→ Goal A:
Gather every line of the entries below that contains the word "interior".

→ Document segment:
A Debate in the Second International, 1900–1904
Introductory Note by Mike Taber
Should socialists accept positions as ministers in capitalist governments? What stance should they take toward bourgeois parties? These questions, which remain the subject of debate today, have aroused heated controversies in the socialist movement for over 120 years. The Second (or “Socialist”) International, formed in 1889, took up this question at its congresses in 1900 and 1904.
An examination of these debates is now possible through the lens of the resolutions adopted at Second International congresses. All of these resolutions are now available in the just-published book, Under the Socialist Banner: Resolutions of the Second International, 1889-1912, on sale for $11.37 from Haymarket books.
The debate on socialist participation in bourgeois governments was sparked by the so-called Millerand Affair in France. Alexandre Millerand was a member of the Independent Socialist group in the French parliament. In June 1899 he accepted a position in the capitalist government as minister of commerce. This move led to a wide-ranging exchange of views in the working-class movement, given that socialists had always rejected accepting posts in capitalist governments.

→ Goal B:
Retype the part of the note on the Second International debate that starts at the words "An examination of" and stops after "from Haymarket books.".

→ Data listing:
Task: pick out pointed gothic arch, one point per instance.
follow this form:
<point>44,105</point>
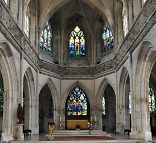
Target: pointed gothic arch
<point>8,70</point>
<point>108,122</point>
<point>28,97</point>
<point>53,100</point>
<point>125,98</point>
<point>146,59</point>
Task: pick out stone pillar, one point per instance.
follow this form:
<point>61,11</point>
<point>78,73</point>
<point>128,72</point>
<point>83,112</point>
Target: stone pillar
<point>20,135</point>
<point>96,117</point>
<point>56,119</point>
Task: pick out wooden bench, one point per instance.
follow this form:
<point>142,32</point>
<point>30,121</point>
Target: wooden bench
<point>127,131</point>
<point>27,132</point>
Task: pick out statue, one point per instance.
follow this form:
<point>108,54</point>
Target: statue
<point>20,114</point>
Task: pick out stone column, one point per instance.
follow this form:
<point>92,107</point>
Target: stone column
<point>20,135</point>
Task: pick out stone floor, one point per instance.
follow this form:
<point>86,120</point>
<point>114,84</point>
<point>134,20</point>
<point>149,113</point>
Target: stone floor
<point>79,137</point>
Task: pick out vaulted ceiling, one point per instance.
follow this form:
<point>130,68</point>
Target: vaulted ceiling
<point>48,8</point>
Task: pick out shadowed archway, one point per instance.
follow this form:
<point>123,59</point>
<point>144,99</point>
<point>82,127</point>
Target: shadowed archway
<point>45,108</point>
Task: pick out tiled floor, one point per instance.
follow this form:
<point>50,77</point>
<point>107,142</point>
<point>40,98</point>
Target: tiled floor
<point>42,138</point>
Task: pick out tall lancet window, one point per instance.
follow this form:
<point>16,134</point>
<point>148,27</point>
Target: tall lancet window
<point>77,43</point>
<point>144,1</point>
<point>77,103</point>
<point>125,22</point>
<point>107,39</point>
<point>152,100</point>
<point>27,24</point>
<point>6,1</point>
<point>46,37</point>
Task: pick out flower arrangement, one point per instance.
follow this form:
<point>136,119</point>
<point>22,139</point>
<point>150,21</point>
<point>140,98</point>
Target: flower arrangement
<point>50,137</point>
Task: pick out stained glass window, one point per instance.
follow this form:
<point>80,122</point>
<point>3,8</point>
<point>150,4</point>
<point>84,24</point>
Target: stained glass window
<point>77,102</point>
<point>1,100</point>
<point>107,38</point>
<point>103,106</point>
<point>27,26</point>
<point>46,37</point>
<point>125,22</point>
<point>130,103</point>
<point>144,1</point>
<point>77,43</point>
<point>6,1</point>
<point>152,103</point>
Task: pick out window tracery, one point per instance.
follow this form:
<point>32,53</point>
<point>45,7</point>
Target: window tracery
<point>77,43</point>
<point>46,37</point>
<point>107,39</point>
<point>77,103</point>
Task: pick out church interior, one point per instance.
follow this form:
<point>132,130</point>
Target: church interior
<point>77,67</point>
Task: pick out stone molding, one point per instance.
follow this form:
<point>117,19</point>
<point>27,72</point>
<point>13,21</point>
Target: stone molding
<point>142,25</point>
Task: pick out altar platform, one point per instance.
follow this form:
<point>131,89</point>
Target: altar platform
<point>78,136</point>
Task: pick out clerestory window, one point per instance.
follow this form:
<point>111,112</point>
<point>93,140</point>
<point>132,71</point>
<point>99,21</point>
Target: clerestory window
<point>46,37</point>
<point>107,39</point>
<point>77,43</point>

→ Finished answer A:
Task: pick out church interior, one point per instance.
Target: church interior

→ Finished answer B:
An examination of these debates is now possible through the lens of the resolutions adopted at Second International congresses. All of these resolutions are now available in the just-published book, Under the Socialist Banner: Resolutions of the Second International, 1889-1912, on sale for $11.37 from Haymarket books.